Outline annotation records:
######

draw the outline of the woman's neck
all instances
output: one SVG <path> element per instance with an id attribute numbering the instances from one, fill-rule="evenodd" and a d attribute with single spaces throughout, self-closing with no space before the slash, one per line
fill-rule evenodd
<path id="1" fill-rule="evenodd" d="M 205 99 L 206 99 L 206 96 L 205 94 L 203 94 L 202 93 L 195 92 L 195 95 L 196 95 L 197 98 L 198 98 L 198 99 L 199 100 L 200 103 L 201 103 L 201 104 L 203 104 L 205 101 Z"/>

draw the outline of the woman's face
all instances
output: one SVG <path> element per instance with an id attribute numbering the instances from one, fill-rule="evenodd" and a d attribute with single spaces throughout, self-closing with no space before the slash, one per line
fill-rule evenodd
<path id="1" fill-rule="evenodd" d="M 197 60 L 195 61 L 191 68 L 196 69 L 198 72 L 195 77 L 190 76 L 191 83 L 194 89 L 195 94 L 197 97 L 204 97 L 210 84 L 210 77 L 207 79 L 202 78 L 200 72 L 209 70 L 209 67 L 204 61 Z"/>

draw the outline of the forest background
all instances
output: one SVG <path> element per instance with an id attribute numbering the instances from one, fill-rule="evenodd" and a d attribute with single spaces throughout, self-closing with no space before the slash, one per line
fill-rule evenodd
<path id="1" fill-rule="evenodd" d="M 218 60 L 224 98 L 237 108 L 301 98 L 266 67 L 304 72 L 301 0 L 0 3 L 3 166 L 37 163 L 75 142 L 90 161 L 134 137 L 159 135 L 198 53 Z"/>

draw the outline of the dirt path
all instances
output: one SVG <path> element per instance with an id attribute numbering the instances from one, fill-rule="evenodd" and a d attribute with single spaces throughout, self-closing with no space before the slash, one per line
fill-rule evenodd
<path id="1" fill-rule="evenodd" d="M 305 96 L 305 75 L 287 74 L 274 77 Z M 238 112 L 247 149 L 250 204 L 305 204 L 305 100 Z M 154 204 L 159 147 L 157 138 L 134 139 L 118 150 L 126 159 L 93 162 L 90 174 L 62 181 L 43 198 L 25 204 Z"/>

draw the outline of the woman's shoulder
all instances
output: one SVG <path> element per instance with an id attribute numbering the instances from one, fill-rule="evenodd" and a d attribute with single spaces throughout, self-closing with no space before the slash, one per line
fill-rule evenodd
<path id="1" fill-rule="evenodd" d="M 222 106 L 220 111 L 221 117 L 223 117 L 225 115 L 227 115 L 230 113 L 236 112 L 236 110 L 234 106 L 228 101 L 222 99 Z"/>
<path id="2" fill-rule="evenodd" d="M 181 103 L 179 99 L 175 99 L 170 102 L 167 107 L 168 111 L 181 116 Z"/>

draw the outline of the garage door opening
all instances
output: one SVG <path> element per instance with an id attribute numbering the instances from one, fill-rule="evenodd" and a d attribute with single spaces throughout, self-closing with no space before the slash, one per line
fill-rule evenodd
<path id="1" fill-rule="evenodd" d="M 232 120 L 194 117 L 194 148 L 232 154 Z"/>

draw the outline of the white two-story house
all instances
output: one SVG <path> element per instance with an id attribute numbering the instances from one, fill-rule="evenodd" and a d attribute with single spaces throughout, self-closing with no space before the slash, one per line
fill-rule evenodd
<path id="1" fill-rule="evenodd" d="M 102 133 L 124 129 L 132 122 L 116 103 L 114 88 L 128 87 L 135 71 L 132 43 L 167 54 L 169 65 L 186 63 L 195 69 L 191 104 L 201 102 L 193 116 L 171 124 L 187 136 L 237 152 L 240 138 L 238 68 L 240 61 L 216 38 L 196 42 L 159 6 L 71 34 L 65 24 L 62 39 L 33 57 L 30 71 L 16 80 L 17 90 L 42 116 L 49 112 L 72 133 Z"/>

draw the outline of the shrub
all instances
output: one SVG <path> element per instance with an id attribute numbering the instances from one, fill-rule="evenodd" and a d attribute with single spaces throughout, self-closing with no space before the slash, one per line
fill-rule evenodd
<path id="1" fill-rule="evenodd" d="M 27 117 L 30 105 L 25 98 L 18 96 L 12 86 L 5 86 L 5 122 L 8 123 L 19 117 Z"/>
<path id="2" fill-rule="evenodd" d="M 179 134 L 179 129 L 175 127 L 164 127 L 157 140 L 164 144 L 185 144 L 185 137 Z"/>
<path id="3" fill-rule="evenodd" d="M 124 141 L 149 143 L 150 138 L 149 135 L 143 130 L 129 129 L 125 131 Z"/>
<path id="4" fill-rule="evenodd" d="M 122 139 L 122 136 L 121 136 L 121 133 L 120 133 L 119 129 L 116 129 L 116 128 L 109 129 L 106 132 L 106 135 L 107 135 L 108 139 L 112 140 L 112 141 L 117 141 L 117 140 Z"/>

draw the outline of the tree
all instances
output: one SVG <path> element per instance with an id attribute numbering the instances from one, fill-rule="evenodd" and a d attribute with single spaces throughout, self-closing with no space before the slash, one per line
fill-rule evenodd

######

### TASK TO CARRY OUT
Please rewrite the stretch of the material from the line containing "draw the outline of the dirt path" through the line containing "232 120 L 194", replacing "all instances" with "every instance" and leaving everything else unchanged. Give only that stretch.

### ANSWER TO THE PROBLEM
draw the outline of the dirt path
every instance
output: one SVG <path> element per instance with an id attribute numbering the instances from one, fill-rule="evenodd" and a d attribute with single spaces throughout, self-closing with no space before the slash, one per line
fill-rule evenodd
<path id="1" fill-rule="evenodd" d="M 305 96 L 305 75 L 287 74 L 274 77 Z M 238 112 L 247 149 L 250 204 L 305 204 L 305 100 Z M 154 204 L 159 147 L 157 138 L 134 139 L 118 150 L 126 159 L 93 162 L 90 174 L 62 181 L 43 198 L 25 204 Z"/>

draw the outline of the woman's shoulder
every instance
output: one SVG <path> element per instance with an id attribute numbering the instances from one, fill-rule="evenodd" and a d attribute with single spaces throughout, self-closing with no space before the slash, one per line
fill-rule evenodd
<path id="1" fill-rule="evenodd" d="M 222 106 L 220 111 L 221 117 L 223 117 L 225 115 L 227 115 L 230 113 L 236 112 L 236 110 L 234 106 L 228 101 L 222 99 Z"/>
<path id="2" fill-rule="evenodd" d="M 181 103 L 179 99 L 175 99 L 170 102 L 167 107 L 168 111 L 181 116 Z"/>

draw the outline of the garage door opening
every instance
output: one SVG <path> element per instance with an id attribute numbering the instances from one, fill-rule="evenodd" and a d attribute with single spaces throughout, self-closing with no space before the slash, one per line
fill-rule evenodd
<path id="1" fill-rule="evenodd" d="M 232 120 L 194 117 L 194 148 L 232 154 Z"/>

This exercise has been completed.